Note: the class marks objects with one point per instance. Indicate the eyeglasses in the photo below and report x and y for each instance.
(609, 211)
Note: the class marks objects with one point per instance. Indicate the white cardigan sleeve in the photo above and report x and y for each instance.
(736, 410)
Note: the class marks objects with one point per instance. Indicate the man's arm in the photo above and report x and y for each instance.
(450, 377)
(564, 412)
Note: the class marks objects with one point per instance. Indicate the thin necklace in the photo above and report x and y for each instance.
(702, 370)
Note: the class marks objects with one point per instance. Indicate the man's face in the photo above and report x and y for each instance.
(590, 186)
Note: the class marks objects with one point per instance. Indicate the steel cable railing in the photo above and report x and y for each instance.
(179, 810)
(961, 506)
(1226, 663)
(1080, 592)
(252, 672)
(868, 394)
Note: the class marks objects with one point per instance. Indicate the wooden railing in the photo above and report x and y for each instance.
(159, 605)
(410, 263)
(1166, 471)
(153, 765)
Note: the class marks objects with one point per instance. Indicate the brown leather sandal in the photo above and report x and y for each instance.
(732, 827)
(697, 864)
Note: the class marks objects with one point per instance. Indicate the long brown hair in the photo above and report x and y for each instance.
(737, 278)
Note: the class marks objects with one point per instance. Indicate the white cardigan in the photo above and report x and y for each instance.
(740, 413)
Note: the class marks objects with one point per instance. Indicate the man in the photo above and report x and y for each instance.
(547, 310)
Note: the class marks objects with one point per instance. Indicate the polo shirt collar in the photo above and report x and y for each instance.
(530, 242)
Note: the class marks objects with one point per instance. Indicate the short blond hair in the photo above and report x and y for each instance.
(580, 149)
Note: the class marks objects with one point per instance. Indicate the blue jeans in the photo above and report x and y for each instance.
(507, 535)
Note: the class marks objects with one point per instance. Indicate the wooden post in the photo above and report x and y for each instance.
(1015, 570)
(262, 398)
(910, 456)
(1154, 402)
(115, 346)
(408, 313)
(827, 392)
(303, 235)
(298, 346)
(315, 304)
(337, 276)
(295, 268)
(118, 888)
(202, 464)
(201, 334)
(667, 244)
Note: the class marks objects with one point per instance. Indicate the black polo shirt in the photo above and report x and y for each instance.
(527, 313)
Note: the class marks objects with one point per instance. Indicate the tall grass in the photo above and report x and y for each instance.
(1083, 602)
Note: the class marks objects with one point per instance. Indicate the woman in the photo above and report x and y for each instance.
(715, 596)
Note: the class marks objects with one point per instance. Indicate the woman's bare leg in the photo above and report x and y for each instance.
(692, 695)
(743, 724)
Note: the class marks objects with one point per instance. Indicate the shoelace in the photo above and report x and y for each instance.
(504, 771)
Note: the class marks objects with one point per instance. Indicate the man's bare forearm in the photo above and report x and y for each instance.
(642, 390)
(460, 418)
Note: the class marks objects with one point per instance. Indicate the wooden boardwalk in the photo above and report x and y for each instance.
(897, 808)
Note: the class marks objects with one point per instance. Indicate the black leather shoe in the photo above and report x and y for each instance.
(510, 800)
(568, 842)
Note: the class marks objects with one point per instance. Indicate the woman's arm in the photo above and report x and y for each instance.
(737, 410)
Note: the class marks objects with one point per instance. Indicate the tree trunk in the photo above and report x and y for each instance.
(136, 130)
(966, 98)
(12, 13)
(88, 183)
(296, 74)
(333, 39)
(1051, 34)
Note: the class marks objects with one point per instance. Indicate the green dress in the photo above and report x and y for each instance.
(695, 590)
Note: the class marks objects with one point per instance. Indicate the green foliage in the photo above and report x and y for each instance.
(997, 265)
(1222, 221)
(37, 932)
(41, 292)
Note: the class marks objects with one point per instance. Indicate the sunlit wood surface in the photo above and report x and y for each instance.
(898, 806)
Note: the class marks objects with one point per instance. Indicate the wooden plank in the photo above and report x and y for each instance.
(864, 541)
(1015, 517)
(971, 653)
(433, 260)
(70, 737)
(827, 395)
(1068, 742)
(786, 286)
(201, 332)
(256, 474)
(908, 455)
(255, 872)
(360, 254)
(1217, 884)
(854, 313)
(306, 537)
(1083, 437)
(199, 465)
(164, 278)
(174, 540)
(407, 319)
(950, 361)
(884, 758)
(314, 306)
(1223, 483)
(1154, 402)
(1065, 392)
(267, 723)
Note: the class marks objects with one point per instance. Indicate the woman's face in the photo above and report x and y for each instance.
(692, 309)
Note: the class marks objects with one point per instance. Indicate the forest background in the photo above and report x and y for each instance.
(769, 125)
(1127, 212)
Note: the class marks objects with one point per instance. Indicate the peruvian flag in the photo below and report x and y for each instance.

▶ **The task**:
Every line of the listing, first to last, should be retyped exactly.

▶ **Problem solution**:
Note: the class marks objects with one point per instance. Indicate the eyeglasses in the photo below and report x and y for each instance.
(609, 211)
Note: the class marks objects with one point per instance. Indicate the white cardigan sleeve in the photo above and report x and y for each instance.
(736, 410)
Note: the class marks objects with one point per instance. Indicate the man's arm in the photo above and report x and y for each instance.
(450, 377)
(564, 412)
Note: the class marks objects with one point per instance. Indicate the thin necklace in the photo above and report x and y for each instance.
(702, 370)
Note: the class marks objects with one point per instance. Indicate the man's face in the photo above and report x and y for each instance.
(590, 186)
Note: the class marks objects with one point per instance. Indicate the steel cable railing in the photo above and report x and y for each instance.
(179, 810)
(961, 506)
(1226, 663)
(1080, 592)
(252, 672)
(868, 394)
Note: the class marks objects with one point per instance. Indicate the wooden railing in the photo above and report x and y for each instance.
(159, 605)
(410, 263)
(1166, 471)
(153, 765)
Note: the class marks objects with one point per instance. Indicate the brown leather sandal in the photo above and report x and y for each instance.
(732, 827)
(697, 864)
Note: the class marks objects with one point per instance. Indicate the long brown hair in the photo above and report x and y for each instance.
(737, 278)
Note: the class marks objects with one point per instance. Indicate the white cardigan in the photo above and report x and y for each instance.
(740, 413)
Note: the class marks objects with one point per instance. Indicate the man in the photo above and report x and y for each instance.
(547, 310)
Note: the class marks objects with one point per instance. Indicate the polo shirt collar in the photo above and report x and y for each instance.
(530, 242)
Note: the class marks objects with one point per instance. Indicate the short blond hair in the photo above and report x and y for each instance.
(580, 149)
Note: the class marks objects with one point per instance. Indicate the blue jeans in the photo above and report x and y for each instance.
(507, 535)
Note: the class marks objects with one point per instance. Indicate the wooden post in the photo above and report x and y for each instance.
(1015, 570)
(262, 398)
(910, 456)
(1154, 402)
(115, 346)
(408, 313)
(827, 392)
(303, 235)
(298, 346)
(315, 304)
(337, 276)
(295, 268)
(118, 888)
(202, 464)
(201, 334)
(667, 244)
Note: the class marks objects with one point per instance. Indicate the black polo shirt in the photo above and report x and y for each instance.
(527, 313)
Note: the class marks objects with one point per instance. Indicate the tall grass in the photo above and report x and y for each instance.
(1083, 602)
Note: the class marks objects with one point per instance. Indicate the woman in the photo above and report x and y for each instance.
(715, 596)
Note: the class marks objects with one point per instance. Indicate the woman's bare leg in the photo above and report x and y for each instance.
(692, 695)
(743, 724)
Note: the class marks objects with one point per instance. Indicate the shoelace in the photo above and report x and y for each instance.
(504, 771)
Note: the class marks objects with one point per instance. Indicate the man's bare forearm in the photo above and report x and y for each instance.
(642, 390)
(460, 418)
Note: the class marks objects with one point per instance. Indicate the wooden boardwalk in the photo above and report x and y for each instance.
(897, 808)
Note: the class marks objects with one point per instance. Indicate the black leather shoe in the photo above and report x and y for each instance.
(510, 800)
(568, 842)
Note: the class marks objects with one point per instance. Indicate the woman's arm in the photo above and report x and y for each instance.
(737, 410)
Note: the class marks objects with one point per instance. Indicate the tree trunk in the photo above and report x and y for each instance.
(136, 130)
(966, 98)
(12, 13)
(88, 183)
(296, 74)
(333, 39)
(1051, 34)
Note: the class marks objects with one point per instance. Indicate the green dress in the photo above and report x and y for each instance.
(695, 590)
Note: the class marks objects with one point per instance. Indicate the green foliage in the photo above and report x and y for each instance.
(997, 265)
(1222, 221)
(37, 932)
(41, 292)
Note: the class marks objects with one point per instance. Indicate the sunlit wood surface in the photo above and report x and y for each instance.
(898, 806)
Note: the class marks objects with one point per instance. Indicate the wooden plank in the photo above and report x and y for each instance.
(864, 541)
(1015, 517)
(971, 653)
(433, 260)
(70, 737)
(827, 395)
(1068, 742)
(786, 286)
(201, 332)
(256, 474)
(908, 455)
(255, 872)
(360, 254)
(1217, 884)
(854, 313)
(306, 537)
(1083, 437)
(199, 465)
(164, 278)
(174, 540)
(407, 319)
(950, 361)
(884, 758)
(314, 306)
(1223, 483)
(1154, 402)
(1065, 392)
(267, 723)
Note: the class marks objects with one point per instance. Indicate the woman's face in the photo above and report x and y for each instance.
(692, 309)
Note: the class marks objects with one point per instance. Indicate the forest background in the photo above and report x and y for each instance.
(769, 125)
(1127, 212)
Note: the class marks objects with one point per instance. Indicate the peruvian flag in the photo below and report x and y for each instance.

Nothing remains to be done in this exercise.